■ Aim of the task
Switch "yellow petal" to "orange petal" in the records, from the line containing "For the benchmark, point out every instance of the yellow" through the end of the records. Return only those lines and leave everything else unchanged.
** BEGIN **
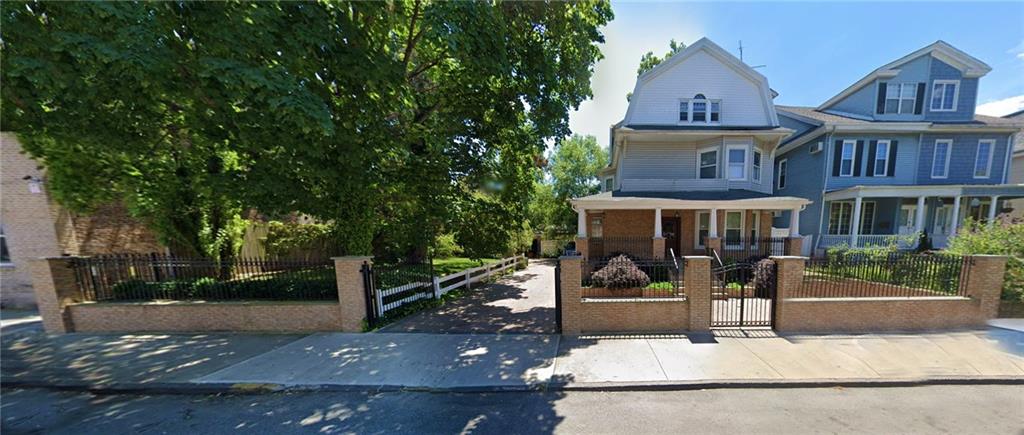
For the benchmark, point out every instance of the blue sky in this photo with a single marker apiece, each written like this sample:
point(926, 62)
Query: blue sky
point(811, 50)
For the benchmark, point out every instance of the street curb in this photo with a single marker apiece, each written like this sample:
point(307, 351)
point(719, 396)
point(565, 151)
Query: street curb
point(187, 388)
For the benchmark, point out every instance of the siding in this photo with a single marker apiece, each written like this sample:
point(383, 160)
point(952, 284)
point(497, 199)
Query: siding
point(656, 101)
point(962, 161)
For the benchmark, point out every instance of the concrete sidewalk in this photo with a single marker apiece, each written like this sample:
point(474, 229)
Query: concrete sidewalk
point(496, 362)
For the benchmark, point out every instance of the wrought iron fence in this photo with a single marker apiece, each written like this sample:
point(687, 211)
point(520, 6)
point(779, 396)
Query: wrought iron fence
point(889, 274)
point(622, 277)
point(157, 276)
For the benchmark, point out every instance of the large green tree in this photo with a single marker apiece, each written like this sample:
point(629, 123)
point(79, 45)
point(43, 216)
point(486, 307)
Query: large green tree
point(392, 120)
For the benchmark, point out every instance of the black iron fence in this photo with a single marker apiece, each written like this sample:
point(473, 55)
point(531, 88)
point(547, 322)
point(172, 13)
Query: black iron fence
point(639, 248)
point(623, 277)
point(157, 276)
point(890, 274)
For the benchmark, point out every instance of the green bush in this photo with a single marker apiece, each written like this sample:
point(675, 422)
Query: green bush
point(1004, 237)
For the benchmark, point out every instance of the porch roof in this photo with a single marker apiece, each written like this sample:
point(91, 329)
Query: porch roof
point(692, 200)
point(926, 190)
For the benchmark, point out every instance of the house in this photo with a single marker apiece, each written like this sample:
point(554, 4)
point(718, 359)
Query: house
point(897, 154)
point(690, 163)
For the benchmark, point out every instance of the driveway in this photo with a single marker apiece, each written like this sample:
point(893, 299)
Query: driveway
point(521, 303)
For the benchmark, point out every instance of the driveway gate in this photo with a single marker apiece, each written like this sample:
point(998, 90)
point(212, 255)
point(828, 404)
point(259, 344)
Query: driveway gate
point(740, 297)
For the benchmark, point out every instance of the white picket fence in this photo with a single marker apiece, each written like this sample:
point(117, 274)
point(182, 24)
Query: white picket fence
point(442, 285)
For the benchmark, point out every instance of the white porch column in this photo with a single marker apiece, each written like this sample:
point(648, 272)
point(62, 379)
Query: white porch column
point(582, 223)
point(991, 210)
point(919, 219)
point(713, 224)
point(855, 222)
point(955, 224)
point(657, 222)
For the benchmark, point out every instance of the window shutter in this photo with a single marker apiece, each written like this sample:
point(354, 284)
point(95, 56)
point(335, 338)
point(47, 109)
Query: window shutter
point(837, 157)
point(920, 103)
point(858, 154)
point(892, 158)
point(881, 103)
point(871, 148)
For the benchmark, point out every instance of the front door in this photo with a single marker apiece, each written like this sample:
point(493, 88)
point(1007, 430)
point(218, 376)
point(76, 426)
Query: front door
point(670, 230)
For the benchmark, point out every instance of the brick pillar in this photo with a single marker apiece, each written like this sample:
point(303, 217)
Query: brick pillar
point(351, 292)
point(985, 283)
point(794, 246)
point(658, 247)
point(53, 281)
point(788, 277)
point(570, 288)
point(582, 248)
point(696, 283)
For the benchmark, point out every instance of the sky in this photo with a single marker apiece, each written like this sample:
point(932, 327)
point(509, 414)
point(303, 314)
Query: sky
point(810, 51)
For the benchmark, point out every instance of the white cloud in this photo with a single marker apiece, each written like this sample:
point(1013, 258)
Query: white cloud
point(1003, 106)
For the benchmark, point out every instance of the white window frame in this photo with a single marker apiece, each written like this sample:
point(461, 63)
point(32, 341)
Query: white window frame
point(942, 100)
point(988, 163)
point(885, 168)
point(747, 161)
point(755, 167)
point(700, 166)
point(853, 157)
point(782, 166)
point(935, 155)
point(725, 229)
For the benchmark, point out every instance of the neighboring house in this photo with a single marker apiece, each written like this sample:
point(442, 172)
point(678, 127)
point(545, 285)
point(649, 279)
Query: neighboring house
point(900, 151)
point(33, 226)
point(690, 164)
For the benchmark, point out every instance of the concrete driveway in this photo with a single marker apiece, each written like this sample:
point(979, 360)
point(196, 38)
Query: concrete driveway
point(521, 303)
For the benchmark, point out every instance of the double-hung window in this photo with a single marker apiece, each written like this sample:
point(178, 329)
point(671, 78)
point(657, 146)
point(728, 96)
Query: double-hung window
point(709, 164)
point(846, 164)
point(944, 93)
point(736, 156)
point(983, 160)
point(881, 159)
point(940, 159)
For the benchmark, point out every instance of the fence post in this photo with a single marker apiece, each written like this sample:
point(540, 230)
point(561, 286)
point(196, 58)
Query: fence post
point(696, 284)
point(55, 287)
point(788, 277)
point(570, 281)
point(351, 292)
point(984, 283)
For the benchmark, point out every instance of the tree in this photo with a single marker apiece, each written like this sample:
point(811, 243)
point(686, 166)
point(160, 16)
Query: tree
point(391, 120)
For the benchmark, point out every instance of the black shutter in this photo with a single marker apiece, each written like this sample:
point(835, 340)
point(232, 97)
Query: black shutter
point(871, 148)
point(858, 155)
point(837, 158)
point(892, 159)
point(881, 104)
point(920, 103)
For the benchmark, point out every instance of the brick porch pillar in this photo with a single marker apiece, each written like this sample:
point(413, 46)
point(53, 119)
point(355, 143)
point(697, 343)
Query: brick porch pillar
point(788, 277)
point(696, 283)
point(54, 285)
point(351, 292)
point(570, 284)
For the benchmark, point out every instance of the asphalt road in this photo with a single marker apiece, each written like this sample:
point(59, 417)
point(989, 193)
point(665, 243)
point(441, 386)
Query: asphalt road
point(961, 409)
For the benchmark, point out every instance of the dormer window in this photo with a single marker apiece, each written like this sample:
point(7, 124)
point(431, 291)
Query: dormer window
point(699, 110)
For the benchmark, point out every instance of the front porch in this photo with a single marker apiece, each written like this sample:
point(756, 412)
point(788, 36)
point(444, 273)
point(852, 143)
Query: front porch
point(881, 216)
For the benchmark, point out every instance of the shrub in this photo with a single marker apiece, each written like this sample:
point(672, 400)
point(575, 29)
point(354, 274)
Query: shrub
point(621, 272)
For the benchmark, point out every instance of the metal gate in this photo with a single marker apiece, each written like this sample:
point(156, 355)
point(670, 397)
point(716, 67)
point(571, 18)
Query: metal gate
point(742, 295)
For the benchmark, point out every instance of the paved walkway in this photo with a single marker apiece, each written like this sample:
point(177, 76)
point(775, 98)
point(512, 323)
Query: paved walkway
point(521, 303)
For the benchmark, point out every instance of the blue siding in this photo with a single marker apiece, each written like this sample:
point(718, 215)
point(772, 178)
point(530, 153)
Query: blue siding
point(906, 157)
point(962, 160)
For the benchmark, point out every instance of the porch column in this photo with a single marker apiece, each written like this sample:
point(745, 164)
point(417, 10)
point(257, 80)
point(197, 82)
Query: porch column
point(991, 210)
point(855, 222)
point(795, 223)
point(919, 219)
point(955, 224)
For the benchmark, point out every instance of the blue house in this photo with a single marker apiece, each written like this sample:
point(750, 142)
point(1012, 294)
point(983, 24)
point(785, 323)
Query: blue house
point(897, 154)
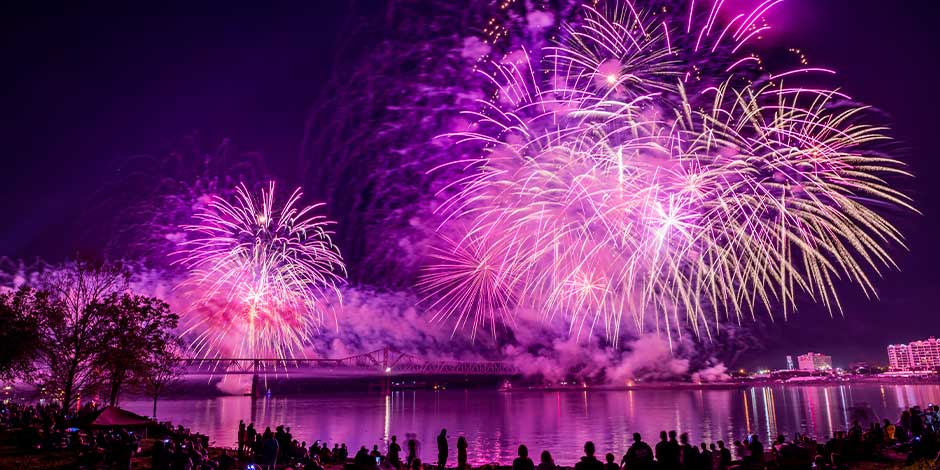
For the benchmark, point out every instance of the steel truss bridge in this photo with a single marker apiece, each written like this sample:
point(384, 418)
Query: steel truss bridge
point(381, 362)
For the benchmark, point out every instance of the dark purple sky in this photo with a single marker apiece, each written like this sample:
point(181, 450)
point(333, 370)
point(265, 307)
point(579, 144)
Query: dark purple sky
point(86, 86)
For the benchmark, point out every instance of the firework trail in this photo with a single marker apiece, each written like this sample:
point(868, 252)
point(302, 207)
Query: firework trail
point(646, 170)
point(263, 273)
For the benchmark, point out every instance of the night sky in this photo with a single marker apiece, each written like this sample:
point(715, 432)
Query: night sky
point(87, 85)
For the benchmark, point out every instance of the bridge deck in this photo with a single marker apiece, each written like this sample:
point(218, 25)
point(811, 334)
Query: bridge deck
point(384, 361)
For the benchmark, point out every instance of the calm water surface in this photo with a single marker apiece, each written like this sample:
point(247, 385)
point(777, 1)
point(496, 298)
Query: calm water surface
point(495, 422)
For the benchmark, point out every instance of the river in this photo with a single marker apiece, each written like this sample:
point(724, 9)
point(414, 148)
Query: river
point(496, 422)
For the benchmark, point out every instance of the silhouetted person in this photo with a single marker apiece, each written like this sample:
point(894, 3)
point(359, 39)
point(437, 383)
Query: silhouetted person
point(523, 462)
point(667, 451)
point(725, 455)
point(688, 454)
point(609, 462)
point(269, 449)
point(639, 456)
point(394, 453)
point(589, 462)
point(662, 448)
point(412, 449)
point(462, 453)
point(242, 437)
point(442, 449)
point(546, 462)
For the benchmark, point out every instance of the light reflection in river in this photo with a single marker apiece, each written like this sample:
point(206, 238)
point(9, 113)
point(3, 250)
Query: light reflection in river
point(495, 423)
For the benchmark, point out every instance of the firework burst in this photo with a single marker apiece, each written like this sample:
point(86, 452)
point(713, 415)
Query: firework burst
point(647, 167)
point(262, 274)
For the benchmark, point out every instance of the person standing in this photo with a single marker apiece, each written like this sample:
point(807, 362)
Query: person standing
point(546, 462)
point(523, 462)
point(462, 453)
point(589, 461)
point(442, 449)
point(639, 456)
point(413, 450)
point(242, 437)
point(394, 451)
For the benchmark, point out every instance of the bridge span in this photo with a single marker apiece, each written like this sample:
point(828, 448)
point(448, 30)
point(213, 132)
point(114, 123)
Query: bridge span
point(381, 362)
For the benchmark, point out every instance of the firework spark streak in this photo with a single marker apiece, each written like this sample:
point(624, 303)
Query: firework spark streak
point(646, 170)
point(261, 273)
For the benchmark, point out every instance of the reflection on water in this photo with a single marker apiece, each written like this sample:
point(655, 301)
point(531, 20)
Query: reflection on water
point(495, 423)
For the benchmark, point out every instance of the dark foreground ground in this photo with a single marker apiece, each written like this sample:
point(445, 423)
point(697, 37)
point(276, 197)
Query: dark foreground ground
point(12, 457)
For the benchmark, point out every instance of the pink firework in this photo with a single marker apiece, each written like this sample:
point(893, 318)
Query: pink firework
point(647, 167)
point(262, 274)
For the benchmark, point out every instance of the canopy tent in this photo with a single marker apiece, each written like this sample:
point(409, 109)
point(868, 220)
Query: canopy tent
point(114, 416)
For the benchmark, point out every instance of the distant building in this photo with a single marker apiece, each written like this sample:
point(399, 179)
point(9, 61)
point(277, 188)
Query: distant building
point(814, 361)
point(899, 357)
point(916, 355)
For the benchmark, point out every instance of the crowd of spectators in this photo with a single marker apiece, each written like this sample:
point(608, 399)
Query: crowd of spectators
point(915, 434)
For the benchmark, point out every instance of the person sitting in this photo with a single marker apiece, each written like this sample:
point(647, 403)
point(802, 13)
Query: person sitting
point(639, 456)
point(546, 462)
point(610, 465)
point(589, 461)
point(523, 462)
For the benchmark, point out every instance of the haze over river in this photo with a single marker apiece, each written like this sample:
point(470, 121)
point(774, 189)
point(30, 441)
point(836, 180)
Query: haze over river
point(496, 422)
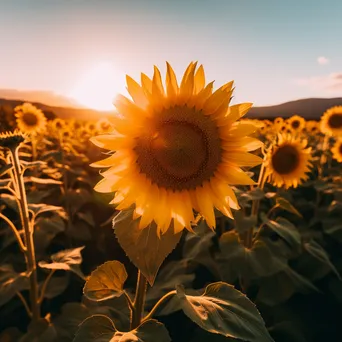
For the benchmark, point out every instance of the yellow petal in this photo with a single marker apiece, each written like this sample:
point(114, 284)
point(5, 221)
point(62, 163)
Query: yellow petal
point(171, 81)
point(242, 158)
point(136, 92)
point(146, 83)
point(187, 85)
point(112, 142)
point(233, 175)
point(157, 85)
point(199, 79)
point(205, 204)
** END **
■ Finished task
For the benchmark, point out every instance of the orange petal in this photo with a single marker apiece, each written like this sample:
point(114, 284)
point(5, 221)
point(62, 163)
Query: orange petal
point(171, 81)
point(242, 158)
point(136, 92)
point(146, 83)
point(187, 85)
point(112, 142)
point(233, 175)
point(157, 85)
point(199, 79)
point(205, 204)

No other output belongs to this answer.